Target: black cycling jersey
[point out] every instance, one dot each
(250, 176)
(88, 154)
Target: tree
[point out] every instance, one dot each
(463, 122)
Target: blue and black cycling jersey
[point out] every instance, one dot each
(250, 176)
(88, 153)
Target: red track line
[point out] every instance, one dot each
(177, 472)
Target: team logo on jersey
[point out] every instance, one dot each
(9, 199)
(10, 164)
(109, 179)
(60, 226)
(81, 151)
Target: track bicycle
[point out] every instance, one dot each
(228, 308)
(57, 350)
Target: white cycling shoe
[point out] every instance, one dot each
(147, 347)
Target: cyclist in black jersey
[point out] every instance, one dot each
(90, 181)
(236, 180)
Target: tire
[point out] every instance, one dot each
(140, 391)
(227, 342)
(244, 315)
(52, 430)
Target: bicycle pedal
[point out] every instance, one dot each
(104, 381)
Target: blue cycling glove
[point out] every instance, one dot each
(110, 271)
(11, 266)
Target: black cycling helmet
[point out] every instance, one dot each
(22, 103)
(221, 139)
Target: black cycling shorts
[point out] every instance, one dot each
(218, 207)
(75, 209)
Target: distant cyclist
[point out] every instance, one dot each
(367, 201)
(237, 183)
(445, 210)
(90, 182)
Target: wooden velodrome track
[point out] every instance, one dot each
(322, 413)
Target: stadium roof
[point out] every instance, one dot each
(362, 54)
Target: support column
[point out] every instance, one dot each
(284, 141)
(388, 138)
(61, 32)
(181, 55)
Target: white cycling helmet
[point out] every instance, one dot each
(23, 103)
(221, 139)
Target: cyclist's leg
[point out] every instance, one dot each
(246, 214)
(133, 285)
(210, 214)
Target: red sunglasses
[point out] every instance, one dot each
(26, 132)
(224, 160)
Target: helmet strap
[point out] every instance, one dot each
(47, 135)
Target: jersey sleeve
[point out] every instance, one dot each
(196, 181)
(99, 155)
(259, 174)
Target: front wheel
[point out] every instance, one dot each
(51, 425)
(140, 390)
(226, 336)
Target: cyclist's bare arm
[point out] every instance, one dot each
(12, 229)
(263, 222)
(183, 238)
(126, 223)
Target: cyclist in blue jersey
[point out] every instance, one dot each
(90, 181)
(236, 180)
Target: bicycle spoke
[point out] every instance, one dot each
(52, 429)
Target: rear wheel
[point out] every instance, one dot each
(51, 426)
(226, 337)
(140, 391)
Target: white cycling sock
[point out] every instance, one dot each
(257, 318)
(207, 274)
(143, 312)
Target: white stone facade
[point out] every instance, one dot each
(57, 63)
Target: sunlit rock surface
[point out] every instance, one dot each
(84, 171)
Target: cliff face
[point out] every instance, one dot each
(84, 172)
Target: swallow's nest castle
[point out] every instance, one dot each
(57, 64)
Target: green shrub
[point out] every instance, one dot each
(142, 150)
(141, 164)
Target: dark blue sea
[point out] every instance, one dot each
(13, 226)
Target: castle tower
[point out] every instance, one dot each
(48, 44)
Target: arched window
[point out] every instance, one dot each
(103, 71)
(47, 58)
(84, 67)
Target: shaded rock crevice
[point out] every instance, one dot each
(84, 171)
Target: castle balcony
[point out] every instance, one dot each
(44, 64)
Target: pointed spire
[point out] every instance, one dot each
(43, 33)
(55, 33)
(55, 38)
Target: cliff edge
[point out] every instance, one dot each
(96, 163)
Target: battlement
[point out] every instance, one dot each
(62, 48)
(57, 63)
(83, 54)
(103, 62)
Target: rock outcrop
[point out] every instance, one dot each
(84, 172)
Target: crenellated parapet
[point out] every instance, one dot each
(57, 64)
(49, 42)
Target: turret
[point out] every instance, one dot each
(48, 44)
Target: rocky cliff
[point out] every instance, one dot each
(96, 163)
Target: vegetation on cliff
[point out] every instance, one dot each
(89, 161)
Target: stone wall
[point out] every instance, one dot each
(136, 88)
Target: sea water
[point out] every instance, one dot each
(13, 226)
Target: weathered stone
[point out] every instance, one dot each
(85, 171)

__________________________________________________

Print every one of the lines above again, with no changes at all.

Output for this task:
Target: black cycling jersey
[point out] every instance, one dot each
(250, 176)
(88, 154)
Target: tree
[point out] every instance, one dot each
(463, 122)
Target: blue and black cycling jersey
[point out] every instance, one dot each
(250, 176)
(88, 153)
Target: red track line
[point out] every instance, one dot each
(177, 472)
Target: team logo on jersey
[point out] every instance, one dot each
(9, 199)
(10, 164)
(109, 179)
(60, 226)
(81, 151)
Target: track bicycle
[point out] every instance, one dot each
(228, 308)
(57, 350)
Target: white cycling shoe
[point out] every instance, one dot each
(147, 347)
Target: cyclist in black jersey
[point out] every instance, one dot each
(90, 181)
(236, 180)
Target: tire
[point out] every instance, one dot each
(140, 391)
(227, 342)
(244, 315)
(52, 430)
Target: bicycle pedal
[point out] every instance, one dot each
(104, 381)
Target: blue cycling glove
[point out] every instance, one dot each
(110, 271)
(11, 266)
Target: black cycling helmet
[point out] every instance, one dot each
(22, 103)
(221, 139)
Target: black cycling shorts
[point out] every instance, one dot each
(218, 207)
(75, 209)
Target: distant cyclist
[point out] every instance, one dot each
(367, 201)
(237, 183)
(445, 210)
(90, 182)
Target: wooden velodrome track
[point out] every instance, one dot each
(322, 413)
Target: stadium roof
[point out] every instance, one dot each
(362, 54)
Target: support column
[point out] every instance, one dot each
(284, 141)
(388, 138)
(61, 32)
(181, 55)
Target: white cycling helmet
[point out] every instance, one dot each
(23, 103)
(221, 139)
Target: cyclist's leg
[point out] every instance, one dot each
(246, 214)
(133, 285)
(210, 214)
Target: red sunglasses
[point out] every instance, one dot each
(26, 132)
(224, 160)
Target: helmet strap
[point out] every instance, one dot each
(47, 135)
Target: jersey sleeve
[point out] every instance, one dot each
(196, 181)
(99, 155)
(259, 174)
Target: front wheel
[point out] every instance, one dot each
(51, 425)
(140, 390)
(226, 336)
Target: cyclist's bare arm
[point out] every instance, one dot each
(12, 229)
(263, 222)
(183, 238)
(126, 223)
Target: cyclist in blue jersey
[point out] every instance, one dot each
(90, 181)
(236, 180)
Target: bicycle spoke
[point out] every instance, one dot each
(52, 429)
Target: rear wheel
[point out] every instance, one dot each
(51, 426)
(226, 337)
(140, 391)
Target: white cycling sock
[point out] every instance, one dot each
(257, 318)
(207, 274)
(143, 312)
Target: white stone facade
[point out] every instance, one dot each
(57, 63)
Target: sunlit rock surface
[point out] every instance, one dot each
(84, 171)
Target: cliff face
[point out] every instance, one dot each
(84, 172)
Target: swallow's nest castle
[point out] every instance, one dot each
(57, 64)
Target: green shrub
[point out] every instance, one dot each
(142, 150)
(141, 164)
Target: dark blue sea
[point out] every instance, one dot each
(13, 226)
Target: castle tower
[point out] every instance, one dot each
(48, 44)
Target: arched window
[point out] every instance, one dot each
(103, 71)
(47, 58)
(84, 67)
Target: shaded rock crevice
[point out] every instance, one dot each
(84, 171)
Target: castle balcony
[point out] every instance, one dot each
(44, 64)
Target: pointed spire
[point out] every instance, one dot each
(43, 33)
(55, 33)
(55, 38)
Target: cliff edge
[point out] every instance, one dot each
(96, 163)
Target: battlement
[point out] every instance, one dot each
(62, 48)
(57, 63)
(83, 54)
(103, 62)
Target: rock outcrop
[point out] every instance, one dot each
(84, 172)
Target: crenellated parapet
[point out] every instance, one dot each
(57, 64)
(49, 42)
Target: turret
[point out] every instance, one dot each
(48, 44)
Target: rocky cliff
[point out] every instance, one dot each
(96, 163)
Target: vegetation on cliff
[point out] every instance, one dot each
(89, 161)
Target: stone wall
[point out] every instance, one dot each
(136, 88)
Target: sea water
[point out] every instance, one dot each
(13, 226)
Target: weathered stone
[point out] every instance, one dot each
(85, 171)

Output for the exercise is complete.